# HOW TO COMPLETE THIS TASK
Please repeat the entire listing verbatim and keep the pictures out.
****************************************
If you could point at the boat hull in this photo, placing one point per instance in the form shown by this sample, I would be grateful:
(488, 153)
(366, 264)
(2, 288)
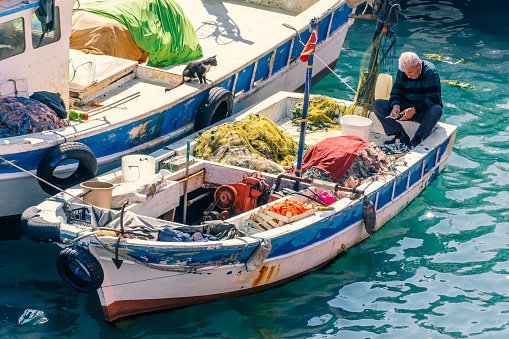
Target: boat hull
(110, 140)
(137, 288)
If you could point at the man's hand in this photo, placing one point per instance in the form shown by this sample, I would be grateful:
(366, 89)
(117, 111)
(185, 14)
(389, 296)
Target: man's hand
(407, 114)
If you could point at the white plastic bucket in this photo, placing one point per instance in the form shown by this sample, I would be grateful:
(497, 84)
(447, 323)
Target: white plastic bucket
(97, 193)
(137, 166)
(356, 125)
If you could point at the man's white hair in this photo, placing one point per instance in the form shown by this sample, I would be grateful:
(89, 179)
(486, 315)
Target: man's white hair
(407, 60)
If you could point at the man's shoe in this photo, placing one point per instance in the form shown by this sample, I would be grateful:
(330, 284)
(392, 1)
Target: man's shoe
(399, 137)
(415, 141)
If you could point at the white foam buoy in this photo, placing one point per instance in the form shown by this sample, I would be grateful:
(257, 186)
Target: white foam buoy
(383, 86)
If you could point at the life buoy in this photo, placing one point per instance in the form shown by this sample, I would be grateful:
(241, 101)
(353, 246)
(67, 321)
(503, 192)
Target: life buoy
(216, 106)
(38, 229)
(80, 269)
(86, 169)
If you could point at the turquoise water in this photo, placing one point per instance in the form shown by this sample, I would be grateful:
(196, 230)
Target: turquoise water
(439, 269)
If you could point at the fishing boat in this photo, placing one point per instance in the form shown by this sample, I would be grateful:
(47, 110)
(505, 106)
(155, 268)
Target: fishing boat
(256, 43)
(135, 255)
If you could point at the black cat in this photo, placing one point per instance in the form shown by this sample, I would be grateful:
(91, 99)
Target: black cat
(196, 70)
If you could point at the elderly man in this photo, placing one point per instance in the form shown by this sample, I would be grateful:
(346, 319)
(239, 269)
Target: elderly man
(415, 96)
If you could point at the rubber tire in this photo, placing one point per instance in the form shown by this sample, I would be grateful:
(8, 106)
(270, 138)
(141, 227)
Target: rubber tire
(88, 261)
(87, 167)
(40, 230)
(216, 106)
(27, 215)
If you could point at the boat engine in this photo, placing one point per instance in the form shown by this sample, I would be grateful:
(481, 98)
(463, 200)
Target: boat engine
(251, 192)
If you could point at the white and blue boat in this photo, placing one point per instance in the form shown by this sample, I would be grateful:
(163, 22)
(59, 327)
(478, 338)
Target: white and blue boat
(257, 56)
(141, 270)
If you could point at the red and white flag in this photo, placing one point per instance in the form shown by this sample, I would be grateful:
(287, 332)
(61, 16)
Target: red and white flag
(310, 46)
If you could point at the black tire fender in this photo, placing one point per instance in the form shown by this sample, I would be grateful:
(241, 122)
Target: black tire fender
(216, 106)
(79, 269)
(40, 230)
(87, 166)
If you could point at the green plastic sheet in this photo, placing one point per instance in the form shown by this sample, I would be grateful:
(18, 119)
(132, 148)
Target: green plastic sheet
(160, 27)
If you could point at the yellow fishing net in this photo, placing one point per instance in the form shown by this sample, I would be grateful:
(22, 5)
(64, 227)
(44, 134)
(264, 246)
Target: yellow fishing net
(321, 112)
(237, 142)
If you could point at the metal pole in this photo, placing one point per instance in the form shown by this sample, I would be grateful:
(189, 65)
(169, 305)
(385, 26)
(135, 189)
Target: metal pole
(303, 123)
(185, 182)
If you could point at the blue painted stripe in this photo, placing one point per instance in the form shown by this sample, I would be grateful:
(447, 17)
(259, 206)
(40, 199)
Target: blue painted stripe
(297, 45)
(429, 160)
(385, 195)
(119, 139)
(244, 79)
(401, 184)
(323, 26)
(339, 18)
(227, 83)
(415, 173)
(282, 245)
(443, 148)
(262, 68)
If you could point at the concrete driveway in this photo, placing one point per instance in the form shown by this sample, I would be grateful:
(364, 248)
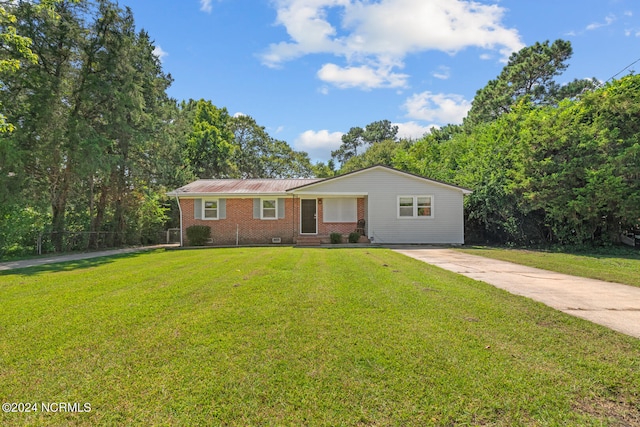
****************************************
# RESULT FOR THIS EXERCISE
If you could point at the boat hull in this photo, placing one point per instance in the form shown by this sample, I would be grateful:
(488, 153)
(366, 264)
(2, 288)
Target: boat hull
(110, 140)
(137, 288)
If you could point at the man's hand in this photo, placing one point per instance in the form shown by this sample, I would be grateful:
(366, 89)
(117, 111)
(185, 14)
(389, 296)
Target: man's hand
(407, 114)
If you could point at the white plastic bucket in this photo, placing one point per instance in the form shown by this sample, I would be grateful:
(497, 84)
(447, 323)
Target: white plastic bucket
(97, 193)
(137, 166)
(356, 125)
If you could point at the man's white hair in this photo, placing one point per instance in the form shown by this sample, I would be grateful:
(89, 179)
(486, 315)
Target: man's white hair
(407, 60)
If you could point at the man's shoe in this photo, placing one point per instance in the form shown by this sample, I would be grateful:
(330, 284)
(392, 1)
Target: man's shoe
(399, 137)
(415, 141)
If you could point at the white foam buoy in this photo, placing one point per instance in the form shown by this sample, I would be grateful:
(257, 186)
Target: white foam buoy
(383, 86)
If you could point at the life buoy in this photo, placing one point per instance in the form shown by this sample, I would be grateful:
(241, 101)
(353, 246)
(67, 321)
(503, 192)
Target: life buoy
(216, 106)
(38, 229)
(80, 269)
(86, 169)
If you could point at the turquoise water in this photo, placing one point per instance in the form shown by this sample, I would be grateful:
(196, 230)
Target: turquoise water
(439, 269)
If you could point at the fishing boat in this photo, placing one point per instance in the form shown by this sample, I would be grateful:
(47, 110)
(505, 106)
(155, 268)
Target: fishing boat
(256, 43)
(135, 255)
If you could point at the black cat in this photo, placing one point per instance in the form shown by this sample, I would be grateful:
(91, 99)
Target: black cat
(196, 70)
If you could point at the elderly man in this photo, placing one point per instance in the form shown by this sample, I would be grateful:
(346, 319)
(239, 269)
Target: elderly man
(415, 96)
If you could point at the rubber tire in this photo, placing one point per instance in the form shown by this sample, I would be grateful:
(8, 106)
(270, 138)
(141, 227)
Target: rubber tire
(88, 261)
(87, 167)
(40, 230)
(216, 106)
(27, 215)
If you could point at the boat engine in this photo, placing one point per instance in the form shown by this sample, I would be grateful:
(481, 98)
(463, 200)
Target: boat engine
(251, 192)
If you could point at the white and blue boat in this photo, placing one point per instance in the form shown by this sample, I would be grateful:
(163, 22)
(59, 327)
(478, 338)
Target: white and blue boat
(257, 56)
(141, 270)
If you could point at the red and white flag in this photo, placing one point per instance in the form shown by this sample, I would be grateful:
(287, 332)
(61, 16)
Target: red and white flag
(310, 46)
If you could point at the black tire fender in this photo, placing one point per instance in the form shown by this sample, I would be grateful:
(241, 122)
Target: black tire fender
(216, 106)
(79, 269)
(40, 230)
(87, 166)
If you could point at the green plastic sheet in this photo, placing one point per instance in the form shown by this sample, I would be grateful:
(18, 119)
(132, 148)
Target: green plastic sheet
(160, 27)
If you could point at the yellow fishing net in this photo, placing one point per instance in the form shown by this sample, I would be grateful:
(22, 5)
(64, 227)
(44, 134)
(264, 246)
Target: yellow fishing net
(321, 112)
(237, 142)
If you could point at the metal pole in this photo, placing one point per instance in the form shown by this sample, I would be grateful:
(189, 65)
(169, 305)
(385, 26)
(135, 189)
Target: metal pole
(303, 123)
(185, 182)
If you could point at the blue painted stripe in this photo, placing one point per instance in the form shown by this sample, I would be grateful:
(447, 17)
(259, 206)
(40, 199)
Target: blue painted stripe
(297, 45)
(429, 160)
(385, 195)
(119, 139)
(244, 79)
(401, 184)
(323, 26)
(339, 18)
(227, 83)
(415, 173)
(282, 245)
(443, 148)
(262, 68)
If you could point at the concrete driveway in this photo, placing one point per instance in the form shown by this sample, I would be grateful:
(364, 248)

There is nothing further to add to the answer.